OBJECTIF
Extrayez des données ci-dessous chaque ligne où figure le mot « cabinet ».

----

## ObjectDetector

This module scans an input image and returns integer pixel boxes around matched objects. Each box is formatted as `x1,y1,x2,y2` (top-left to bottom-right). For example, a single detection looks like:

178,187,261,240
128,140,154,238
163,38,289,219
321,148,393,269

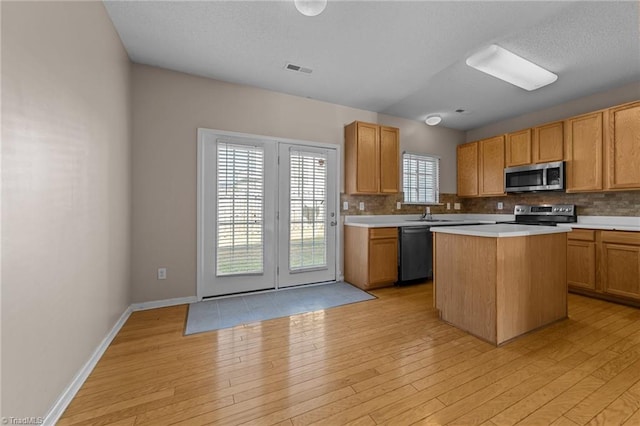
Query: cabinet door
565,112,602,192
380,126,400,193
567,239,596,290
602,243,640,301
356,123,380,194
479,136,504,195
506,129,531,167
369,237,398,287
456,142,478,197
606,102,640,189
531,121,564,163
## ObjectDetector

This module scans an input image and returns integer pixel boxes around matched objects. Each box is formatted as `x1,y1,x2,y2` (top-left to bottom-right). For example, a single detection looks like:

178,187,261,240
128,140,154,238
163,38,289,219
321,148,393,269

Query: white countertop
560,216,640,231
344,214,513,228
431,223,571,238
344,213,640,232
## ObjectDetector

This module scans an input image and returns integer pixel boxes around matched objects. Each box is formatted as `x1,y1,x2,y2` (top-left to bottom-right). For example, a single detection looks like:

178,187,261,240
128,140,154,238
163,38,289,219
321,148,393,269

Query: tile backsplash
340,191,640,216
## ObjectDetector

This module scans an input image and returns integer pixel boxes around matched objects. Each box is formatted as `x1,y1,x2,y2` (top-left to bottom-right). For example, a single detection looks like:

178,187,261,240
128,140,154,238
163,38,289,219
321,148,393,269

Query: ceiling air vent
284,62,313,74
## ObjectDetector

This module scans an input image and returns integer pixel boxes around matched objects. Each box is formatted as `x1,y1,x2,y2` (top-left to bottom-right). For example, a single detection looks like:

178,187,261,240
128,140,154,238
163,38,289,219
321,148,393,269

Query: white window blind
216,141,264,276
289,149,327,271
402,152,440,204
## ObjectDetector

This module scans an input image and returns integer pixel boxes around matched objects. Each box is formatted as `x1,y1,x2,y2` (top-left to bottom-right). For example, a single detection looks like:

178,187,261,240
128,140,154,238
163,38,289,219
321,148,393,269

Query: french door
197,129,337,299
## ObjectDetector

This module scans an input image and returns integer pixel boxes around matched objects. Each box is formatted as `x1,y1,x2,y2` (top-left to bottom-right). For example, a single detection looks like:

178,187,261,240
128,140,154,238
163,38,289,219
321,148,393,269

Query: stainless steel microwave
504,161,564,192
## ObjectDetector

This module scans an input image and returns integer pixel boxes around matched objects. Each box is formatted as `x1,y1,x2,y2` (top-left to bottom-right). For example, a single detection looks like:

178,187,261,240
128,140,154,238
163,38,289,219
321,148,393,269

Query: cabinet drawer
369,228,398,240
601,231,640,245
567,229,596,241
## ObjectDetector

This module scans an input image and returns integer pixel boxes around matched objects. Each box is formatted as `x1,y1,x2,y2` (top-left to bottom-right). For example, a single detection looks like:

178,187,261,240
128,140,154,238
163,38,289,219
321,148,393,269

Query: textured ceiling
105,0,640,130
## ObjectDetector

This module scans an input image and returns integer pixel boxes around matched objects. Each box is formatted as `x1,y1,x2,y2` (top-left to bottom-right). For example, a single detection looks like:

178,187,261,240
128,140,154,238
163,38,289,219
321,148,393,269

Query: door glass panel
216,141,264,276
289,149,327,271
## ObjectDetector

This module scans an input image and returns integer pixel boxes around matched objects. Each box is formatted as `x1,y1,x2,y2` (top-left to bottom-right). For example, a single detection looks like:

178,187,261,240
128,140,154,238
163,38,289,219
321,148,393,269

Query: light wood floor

----

RÉSULTAT ATTENDU
Query: cabinet door
Query: cabinet drawer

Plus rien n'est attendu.